» EXERCISE DESCRIPTION
Copy the records below word for word, starting at the line that contains "Where can the butterfly thorax" and ending with the line that contains "column 154, row 77", both of those lines included.

# # #

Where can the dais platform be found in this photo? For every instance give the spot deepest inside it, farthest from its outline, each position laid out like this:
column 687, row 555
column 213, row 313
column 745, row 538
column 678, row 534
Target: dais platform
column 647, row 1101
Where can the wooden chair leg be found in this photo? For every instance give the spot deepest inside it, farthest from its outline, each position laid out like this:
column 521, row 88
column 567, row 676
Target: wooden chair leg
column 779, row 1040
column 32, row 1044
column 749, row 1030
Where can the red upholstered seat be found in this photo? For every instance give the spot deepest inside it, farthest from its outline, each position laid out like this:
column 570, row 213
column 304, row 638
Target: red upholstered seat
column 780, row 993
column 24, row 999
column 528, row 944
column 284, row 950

# # #

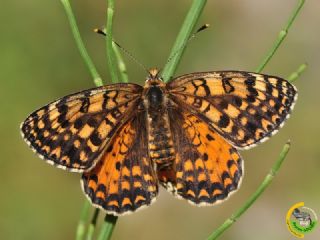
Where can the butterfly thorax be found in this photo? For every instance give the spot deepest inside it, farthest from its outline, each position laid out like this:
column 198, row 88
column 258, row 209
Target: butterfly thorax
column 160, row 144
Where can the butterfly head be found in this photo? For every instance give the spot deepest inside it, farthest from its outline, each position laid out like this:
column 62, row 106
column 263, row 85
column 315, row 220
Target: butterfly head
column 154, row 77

# # #

» SOLUTION
Where can the butterfly thorax be found in this photo? For every instance give the spot deepest inside it, farthest from its outline, each position laid out like this:
column 198, row 88
column 258, row 209
Target: butterfly thorax
column 160, row 144
Where can the butterfly head be found in this photo? For every instance give the spot deepest inside it, farthest from its outline, each position laid out like this:
column 62, row 106
column 263, row 85
column 315, row 220
Target: butterfly head
column 154, row 77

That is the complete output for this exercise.